# One year later - Picture Comparison!



## SulcataSquirt (Sep 23, 2011)

* One reason I absolutely love taking pictures of practically everything Squirt does - Picture comparisons! One year ago today Squirt weighed about 45 grams and was 3 months old - now he is like a fat rock weighing in at about 169 grams.  He has developed the best personality in the world and this stubborn attitude to go along with it. We have officially finished Squirts future enclosure and he has roamed in it a few times just so we could see how he'd react, of course he paced around to all four corners and made a track all the way around, guess that means he likes it.  We hope to officially move him in soon - and of course we have taken MANY pics of each stage and will post those later. Here are the two photos to compare, ENJOY! 

September 23, 2010.






September 23, 2011.





Bonding time 





-C
*


----------



## Tropical Torts (Sep 23, 2011)

Squirt looks great!


----------



## dmarcus (Sep 23, 2011)

Squirt is looking very good...


----------



## coreyc (Sep 23, 2011)

Boy how he has grown in a year getting big


----------



## Turtle Guru (Sep 23, 2011)

Great pics


----------



## Jacob (Sep 23, 2011)

He Looks good, My Little Sully weighs Around 149 Grams and He's a Little younger


----------



## AnthonyC (Sep 23, 2011)

Wow! What a difference a year makes!!


----------



## chase thorn (Sep 23, 2011)

how big is he now? scl?


----------



## Momof4 (Sep 24, 2011)

What a cutie!!


----------



## SulcataSquirt (Sep 24, 2011)

* As of today - Squirt is exactly 3 1/2 inches SCL. Glad I can share these updates with you all! 






-C

*


----------



## abra (Sep 24, 2011)

Awe, he's so cute! Lookin gooood


----------



## ALDABRAMAN (Sep 24, 2011)

Looks great!


----------



## drgnfly2265 (Sep 24, 2011)

very nice


----------



## Sky2Mina (Sep 25, 2011)
================
### Actions to take
1. Answer these questions using the thread about Squirt:
(a) About how much did Squirt weigh one year before the first post?
(b) Around how many grams does Jacob say his tortoise Sully weighs?
(c) What SCL did SulcataSquirt report for Squirt on September 24, 2011?
2. Print the part of the thread about Squirt that opens with the words containing "## SulcataSquirt (Sep 23, 2011)" and closes with "to compare, ENJOY!".
3. Go on with the thread about Squirt from the point where it stops.
These lines have no connection to the thread about Squirt above.

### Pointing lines
================
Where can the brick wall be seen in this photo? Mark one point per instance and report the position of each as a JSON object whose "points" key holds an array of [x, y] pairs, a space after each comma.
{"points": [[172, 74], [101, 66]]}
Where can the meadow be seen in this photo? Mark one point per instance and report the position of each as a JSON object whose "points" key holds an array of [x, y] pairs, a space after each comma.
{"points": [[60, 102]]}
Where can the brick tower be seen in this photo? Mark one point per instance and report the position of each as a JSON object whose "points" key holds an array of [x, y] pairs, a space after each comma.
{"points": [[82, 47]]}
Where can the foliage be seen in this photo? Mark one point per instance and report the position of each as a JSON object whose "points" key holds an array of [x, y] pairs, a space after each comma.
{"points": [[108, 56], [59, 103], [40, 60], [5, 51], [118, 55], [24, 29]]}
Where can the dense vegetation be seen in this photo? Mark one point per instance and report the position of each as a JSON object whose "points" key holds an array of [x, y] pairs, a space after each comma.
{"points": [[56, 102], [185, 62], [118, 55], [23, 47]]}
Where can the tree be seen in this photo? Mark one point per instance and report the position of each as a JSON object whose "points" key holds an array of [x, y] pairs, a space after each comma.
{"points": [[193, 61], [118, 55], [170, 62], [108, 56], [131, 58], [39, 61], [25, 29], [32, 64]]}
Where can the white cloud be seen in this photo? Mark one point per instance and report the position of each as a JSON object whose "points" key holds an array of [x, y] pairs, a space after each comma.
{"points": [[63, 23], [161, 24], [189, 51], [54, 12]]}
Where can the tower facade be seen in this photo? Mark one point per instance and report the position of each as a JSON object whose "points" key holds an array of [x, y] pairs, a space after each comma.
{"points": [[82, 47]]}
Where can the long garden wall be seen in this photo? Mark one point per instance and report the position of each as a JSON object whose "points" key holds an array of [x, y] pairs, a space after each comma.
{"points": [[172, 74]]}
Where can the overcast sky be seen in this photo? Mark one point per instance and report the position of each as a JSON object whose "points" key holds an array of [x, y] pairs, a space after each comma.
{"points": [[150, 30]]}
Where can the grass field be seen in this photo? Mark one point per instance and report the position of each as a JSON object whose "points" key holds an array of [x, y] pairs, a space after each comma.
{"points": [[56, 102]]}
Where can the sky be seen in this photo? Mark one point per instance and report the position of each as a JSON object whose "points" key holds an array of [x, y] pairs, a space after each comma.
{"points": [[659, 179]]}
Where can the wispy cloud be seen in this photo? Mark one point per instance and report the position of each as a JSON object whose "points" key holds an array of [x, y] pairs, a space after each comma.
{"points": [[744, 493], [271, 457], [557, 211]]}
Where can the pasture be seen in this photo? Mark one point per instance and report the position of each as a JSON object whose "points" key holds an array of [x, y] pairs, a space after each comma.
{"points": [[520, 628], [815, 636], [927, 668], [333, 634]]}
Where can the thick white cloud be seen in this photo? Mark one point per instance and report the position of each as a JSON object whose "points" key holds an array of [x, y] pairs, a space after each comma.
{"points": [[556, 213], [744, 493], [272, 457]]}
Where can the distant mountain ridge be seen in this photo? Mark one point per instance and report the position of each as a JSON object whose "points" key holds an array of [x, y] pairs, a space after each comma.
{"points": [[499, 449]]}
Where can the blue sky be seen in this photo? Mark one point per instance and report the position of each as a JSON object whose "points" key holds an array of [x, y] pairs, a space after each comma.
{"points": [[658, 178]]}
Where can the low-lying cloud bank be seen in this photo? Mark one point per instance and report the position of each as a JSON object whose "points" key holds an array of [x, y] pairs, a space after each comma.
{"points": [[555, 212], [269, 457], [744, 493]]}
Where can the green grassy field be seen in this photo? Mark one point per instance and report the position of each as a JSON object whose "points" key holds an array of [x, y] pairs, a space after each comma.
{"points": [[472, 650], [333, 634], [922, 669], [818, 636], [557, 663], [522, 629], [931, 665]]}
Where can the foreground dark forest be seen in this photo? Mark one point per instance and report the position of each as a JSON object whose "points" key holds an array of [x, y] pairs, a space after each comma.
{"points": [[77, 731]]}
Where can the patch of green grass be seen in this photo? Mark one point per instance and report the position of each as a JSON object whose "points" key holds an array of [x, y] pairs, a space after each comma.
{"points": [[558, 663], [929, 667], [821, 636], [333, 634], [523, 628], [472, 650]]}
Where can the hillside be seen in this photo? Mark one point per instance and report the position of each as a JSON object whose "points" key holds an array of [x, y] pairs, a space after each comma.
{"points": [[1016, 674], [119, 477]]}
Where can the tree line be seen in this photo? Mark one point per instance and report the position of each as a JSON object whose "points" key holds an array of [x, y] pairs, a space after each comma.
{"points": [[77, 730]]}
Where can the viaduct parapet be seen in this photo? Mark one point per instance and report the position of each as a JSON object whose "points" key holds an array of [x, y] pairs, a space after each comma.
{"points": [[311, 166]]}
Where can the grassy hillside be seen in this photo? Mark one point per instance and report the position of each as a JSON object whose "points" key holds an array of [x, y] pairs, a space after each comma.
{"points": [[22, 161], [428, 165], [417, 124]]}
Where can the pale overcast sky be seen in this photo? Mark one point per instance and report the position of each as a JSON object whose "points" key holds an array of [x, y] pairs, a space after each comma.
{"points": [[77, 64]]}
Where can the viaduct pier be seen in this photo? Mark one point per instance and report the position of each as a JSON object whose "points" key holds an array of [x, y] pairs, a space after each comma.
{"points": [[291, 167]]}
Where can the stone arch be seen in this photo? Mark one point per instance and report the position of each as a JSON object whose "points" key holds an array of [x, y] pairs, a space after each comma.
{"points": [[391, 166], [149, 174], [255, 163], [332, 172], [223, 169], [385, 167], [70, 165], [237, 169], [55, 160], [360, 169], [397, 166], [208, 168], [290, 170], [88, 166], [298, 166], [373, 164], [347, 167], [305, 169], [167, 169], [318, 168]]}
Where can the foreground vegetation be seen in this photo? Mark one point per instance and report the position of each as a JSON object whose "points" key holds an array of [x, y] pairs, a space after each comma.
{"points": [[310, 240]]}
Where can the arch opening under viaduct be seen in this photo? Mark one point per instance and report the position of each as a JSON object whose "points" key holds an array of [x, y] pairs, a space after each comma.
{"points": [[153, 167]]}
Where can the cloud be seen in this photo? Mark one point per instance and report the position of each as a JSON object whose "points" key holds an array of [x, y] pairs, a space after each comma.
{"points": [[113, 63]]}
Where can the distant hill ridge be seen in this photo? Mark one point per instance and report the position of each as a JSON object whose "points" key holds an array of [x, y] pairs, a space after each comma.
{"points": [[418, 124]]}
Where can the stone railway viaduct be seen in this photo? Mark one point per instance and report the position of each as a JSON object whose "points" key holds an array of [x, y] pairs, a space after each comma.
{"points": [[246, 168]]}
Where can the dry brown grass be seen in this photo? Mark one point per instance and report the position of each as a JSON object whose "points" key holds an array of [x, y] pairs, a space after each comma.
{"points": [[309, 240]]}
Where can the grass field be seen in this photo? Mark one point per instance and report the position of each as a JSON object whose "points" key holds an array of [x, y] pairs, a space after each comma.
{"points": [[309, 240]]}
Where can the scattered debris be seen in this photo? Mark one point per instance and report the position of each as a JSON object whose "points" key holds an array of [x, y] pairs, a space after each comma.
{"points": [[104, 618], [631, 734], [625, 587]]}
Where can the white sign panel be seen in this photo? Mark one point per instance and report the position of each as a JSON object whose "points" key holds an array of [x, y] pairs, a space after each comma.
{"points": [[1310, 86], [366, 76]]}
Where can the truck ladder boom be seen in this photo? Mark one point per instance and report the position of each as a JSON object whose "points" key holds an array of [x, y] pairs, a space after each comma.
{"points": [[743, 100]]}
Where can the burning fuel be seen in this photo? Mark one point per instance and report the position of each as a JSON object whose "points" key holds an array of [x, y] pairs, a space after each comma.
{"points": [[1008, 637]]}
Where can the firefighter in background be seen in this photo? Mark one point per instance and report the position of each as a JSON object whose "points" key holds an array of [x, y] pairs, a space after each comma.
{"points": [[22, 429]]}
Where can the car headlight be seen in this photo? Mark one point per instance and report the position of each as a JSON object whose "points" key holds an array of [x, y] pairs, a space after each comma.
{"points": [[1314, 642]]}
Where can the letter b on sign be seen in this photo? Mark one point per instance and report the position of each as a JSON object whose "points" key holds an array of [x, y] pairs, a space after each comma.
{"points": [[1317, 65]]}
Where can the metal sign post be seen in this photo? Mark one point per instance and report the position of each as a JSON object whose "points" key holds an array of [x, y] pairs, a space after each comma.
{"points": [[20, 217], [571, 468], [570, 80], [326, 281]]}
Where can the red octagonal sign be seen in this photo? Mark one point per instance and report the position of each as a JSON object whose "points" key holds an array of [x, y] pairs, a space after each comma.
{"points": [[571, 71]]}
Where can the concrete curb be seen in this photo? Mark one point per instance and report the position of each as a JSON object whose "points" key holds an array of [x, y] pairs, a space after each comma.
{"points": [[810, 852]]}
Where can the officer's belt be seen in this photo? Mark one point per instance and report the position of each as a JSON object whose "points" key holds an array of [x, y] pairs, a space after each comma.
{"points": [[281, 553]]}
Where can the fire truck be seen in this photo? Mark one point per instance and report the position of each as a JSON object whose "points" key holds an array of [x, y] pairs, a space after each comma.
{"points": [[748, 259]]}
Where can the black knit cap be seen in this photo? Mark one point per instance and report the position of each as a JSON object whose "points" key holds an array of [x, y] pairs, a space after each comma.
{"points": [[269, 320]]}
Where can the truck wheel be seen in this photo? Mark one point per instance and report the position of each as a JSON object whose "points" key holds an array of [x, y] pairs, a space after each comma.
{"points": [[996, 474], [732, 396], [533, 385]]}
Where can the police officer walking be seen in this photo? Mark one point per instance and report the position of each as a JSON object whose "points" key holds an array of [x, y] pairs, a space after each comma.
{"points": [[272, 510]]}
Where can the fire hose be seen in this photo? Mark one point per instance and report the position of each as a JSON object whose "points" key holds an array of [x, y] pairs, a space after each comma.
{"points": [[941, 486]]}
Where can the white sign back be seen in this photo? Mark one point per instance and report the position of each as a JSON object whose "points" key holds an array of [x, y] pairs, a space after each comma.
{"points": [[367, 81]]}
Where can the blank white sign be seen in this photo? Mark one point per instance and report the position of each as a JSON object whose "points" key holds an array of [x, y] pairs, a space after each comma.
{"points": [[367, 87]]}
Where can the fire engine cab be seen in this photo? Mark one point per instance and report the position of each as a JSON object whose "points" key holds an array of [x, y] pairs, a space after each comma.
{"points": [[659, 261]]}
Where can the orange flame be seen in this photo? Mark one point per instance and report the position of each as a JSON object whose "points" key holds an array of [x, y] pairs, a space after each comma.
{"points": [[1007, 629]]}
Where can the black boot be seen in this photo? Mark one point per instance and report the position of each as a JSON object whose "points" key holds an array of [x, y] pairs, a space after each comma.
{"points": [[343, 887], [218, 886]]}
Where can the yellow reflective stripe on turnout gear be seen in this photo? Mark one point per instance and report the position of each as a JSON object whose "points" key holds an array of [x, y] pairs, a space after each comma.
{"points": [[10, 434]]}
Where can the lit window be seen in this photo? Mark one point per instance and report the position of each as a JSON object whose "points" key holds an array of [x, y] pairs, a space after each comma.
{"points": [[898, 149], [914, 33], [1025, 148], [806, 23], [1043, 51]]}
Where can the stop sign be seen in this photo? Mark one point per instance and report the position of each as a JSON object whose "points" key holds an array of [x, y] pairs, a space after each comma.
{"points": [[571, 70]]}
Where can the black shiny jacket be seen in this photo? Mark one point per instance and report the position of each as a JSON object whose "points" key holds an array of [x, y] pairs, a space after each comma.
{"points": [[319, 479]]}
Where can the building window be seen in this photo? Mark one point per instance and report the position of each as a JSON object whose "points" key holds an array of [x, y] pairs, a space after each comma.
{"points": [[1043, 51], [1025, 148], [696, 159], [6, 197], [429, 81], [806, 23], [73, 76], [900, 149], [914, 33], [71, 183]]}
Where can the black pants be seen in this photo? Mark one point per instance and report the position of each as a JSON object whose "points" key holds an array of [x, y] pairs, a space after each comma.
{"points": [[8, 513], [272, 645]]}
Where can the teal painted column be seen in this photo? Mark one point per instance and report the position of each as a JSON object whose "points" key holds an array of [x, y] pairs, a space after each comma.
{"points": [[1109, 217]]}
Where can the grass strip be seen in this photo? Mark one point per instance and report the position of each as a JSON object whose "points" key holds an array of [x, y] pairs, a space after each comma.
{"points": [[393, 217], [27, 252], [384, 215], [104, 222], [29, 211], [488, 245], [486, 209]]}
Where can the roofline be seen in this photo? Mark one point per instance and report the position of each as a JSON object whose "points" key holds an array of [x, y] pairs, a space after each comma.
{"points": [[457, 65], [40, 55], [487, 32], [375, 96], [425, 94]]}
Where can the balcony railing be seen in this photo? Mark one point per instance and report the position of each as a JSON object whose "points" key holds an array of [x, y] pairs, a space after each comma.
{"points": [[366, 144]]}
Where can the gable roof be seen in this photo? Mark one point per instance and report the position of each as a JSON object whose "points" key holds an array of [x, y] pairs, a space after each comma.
================
### Results for each task
1.
(a) About 45 grams.
(b) Around 149 grams.
(c) Exactly 3 1/2 inches.

2.
## SulcataSquirt (Sep 23, 2011)

* One reason I absolutely love taking pictures of practically everything Squirt does - Picture comparisons! One year ago today Squirt weighed about 45 grams and was 3 months old - now he is like a fat rock weighing in at about 169 grams.  He has developed the best personality in the world and this stubborn attitude to go along with it. We have officially finished Squirts future enclosure and he has roamed in it a few times just so we could see how he'd react, of course he paced around to all four corners and made a track all the way around, guess that means he likes it.  We hope to officially move him in soon - and of course we have taken MANY pics of each stage and will post those later. Here are the two photos to compare, ENJOY!

3.
He seems to be growing great! Very smooth.  Cute!


----------



## SulcataSquirt (Sep 25, 2011)

Sky2Mina said:


> He seems to be growing great! Very smooth.  Cute!



Thank you! Its nice to hear all the nice comments about his shell, because of course thats what we work for everyday, to keep it smooth. Glad to see its at least working!


----------



## jjbird60 (Sep 25, 2011)

SulcataSquirt said:


> One reason I absolutely love taking pictures of practically everything Squirt does - Picture comparisons! One year ago today Squirt weighed about 45 grams and was 3 months old - now he is like a fat rock weighing in at about 169 grams.  He has developed the best personality in the world and this stubborn attitude to go along with it. We have officially finished Squirts future enclosure and he has roamed in it a few times just so we could see how he'd react, of course he paced around to all four corners and made a track all the way around, guess that means he likes it.  We hope to officially move him in soon - and of course we have taken MANY pics of each stage and will post those later. Here are the two photos to compare, ENJOY!
> 
> September 23, 2010.
> 
> ...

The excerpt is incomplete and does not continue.